Stored items from a collection:
+-------+

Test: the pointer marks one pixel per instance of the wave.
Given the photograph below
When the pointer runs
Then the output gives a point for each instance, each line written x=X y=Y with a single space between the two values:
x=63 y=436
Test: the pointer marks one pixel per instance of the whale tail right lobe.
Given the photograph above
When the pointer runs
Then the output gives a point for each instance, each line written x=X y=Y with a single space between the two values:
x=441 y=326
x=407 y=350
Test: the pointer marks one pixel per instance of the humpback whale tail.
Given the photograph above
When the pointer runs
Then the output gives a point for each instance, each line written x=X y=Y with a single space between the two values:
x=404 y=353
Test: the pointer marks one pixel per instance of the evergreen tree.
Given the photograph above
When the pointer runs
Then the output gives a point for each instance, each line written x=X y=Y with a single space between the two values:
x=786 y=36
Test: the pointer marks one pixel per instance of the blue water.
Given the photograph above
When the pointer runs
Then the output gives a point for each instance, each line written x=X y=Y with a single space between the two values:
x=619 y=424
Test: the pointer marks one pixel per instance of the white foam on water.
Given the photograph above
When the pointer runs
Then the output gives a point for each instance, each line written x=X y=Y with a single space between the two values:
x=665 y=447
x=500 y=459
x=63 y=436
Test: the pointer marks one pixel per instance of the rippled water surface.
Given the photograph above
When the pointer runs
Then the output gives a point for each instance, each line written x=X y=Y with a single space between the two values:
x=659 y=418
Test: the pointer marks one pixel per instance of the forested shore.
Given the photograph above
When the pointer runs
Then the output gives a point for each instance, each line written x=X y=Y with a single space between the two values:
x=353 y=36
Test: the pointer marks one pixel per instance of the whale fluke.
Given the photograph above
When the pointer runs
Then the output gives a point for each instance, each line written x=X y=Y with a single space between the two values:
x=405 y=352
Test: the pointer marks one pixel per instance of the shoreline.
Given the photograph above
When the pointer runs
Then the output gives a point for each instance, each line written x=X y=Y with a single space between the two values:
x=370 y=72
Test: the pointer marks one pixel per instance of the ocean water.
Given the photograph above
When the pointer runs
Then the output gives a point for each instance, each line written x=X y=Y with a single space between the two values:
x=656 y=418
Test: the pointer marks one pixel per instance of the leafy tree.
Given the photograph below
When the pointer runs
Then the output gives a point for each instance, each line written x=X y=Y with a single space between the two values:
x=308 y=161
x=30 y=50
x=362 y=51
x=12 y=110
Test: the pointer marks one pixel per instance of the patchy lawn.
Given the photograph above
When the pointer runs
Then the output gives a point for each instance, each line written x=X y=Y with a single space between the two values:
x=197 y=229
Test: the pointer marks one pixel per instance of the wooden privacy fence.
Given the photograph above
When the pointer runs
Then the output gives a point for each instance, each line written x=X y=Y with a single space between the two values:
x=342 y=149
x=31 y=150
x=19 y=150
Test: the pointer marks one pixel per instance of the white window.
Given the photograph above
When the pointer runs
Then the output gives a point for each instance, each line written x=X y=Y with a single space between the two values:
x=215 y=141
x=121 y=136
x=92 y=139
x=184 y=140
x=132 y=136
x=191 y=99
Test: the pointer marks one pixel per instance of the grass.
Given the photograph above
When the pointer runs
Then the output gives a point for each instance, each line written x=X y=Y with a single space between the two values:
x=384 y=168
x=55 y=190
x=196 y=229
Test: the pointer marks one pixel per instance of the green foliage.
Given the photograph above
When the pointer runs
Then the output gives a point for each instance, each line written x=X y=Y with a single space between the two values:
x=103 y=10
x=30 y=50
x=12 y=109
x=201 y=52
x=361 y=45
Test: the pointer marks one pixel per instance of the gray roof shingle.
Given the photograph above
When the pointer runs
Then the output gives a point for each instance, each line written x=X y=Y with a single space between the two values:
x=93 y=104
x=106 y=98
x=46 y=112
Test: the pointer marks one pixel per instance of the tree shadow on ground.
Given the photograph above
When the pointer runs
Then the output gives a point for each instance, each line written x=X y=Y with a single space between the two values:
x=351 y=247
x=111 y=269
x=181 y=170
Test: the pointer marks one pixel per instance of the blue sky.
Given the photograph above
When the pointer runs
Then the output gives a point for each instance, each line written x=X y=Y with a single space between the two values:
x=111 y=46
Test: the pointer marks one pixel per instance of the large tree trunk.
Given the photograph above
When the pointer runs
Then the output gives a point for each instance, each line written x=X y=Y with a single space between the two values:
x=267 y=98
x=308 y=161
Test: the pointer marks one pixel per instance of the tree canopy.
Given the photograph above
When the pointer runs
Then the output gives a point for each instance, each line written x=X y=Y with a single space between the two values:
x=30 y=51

+-------+

_What you should do_
Counting only lines above that contain the string "tail", report how many there are and write nothing further.

_Written solution_
2